◆ Short problem
Copy out the items from the line that contains "of the meadow" through the end of the items, both ends included, keeping every line unchanged.

◆ Listed records
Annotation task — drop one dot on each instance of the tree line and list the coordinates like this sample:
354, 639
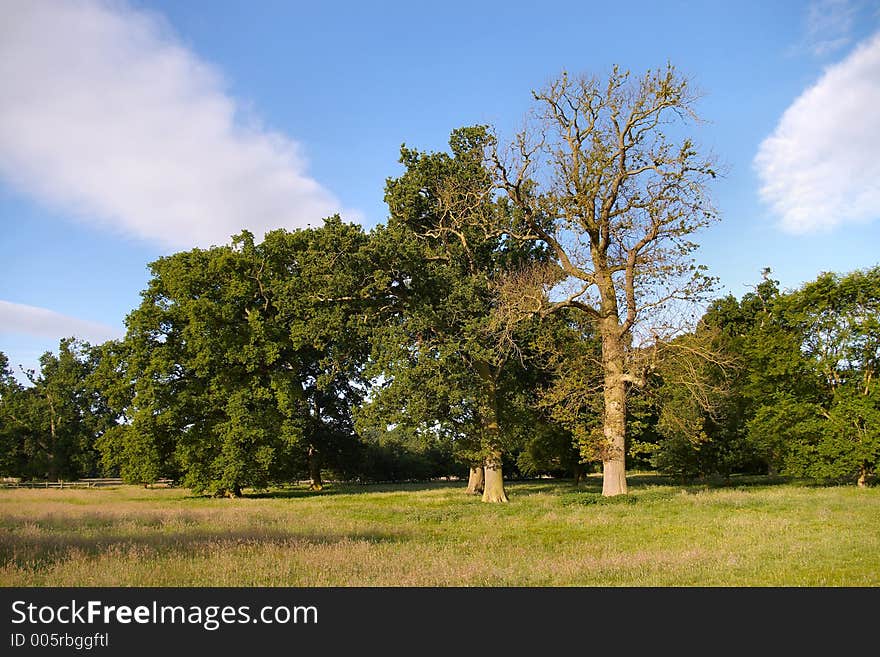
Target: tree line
523, 310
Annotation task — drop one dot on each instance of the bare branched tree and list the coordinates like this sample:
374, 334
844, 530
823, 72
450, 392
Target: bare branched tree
603, 177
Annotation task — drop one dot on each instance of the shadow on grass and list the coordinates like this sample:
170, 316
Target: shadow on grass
352, 488
35, 552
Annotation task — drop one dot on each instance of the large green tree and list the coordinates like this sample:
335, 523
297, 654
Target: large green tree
448, 352
50, 427
241, 371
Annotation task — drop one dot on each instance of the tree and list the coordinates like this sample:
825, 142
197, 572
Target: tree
50, 427
12, 459
239, 370
603, 180
836, 321
448, 347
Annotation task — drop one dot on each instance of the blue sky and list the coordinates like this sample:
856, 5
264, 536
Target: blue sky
129, 130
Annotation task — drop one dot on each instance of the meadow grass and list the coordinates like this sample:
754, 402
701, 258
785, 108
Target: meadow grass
752, 533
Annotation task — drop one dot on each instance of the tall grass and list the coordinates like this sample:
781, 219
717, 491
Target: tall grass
551, 534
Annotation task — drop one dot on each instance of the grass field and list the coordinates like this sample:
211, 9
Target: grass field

◆ Response to the task
Annotation task — drop one dot on each instance of the meadow grass and list the coordinates like this sample:
754, 402
701, 258
785, 108
Target: meadow grass
752, 533
Annotation task — drop one dot on each instance of the tall grass and list the coordinates like this sample:
781, 219
717, 491
Target: tall grass
551, 534
Annotation task — drop one dot on each instance of the grass field and list the coordinates like this sample:
211, 9
Target: grass field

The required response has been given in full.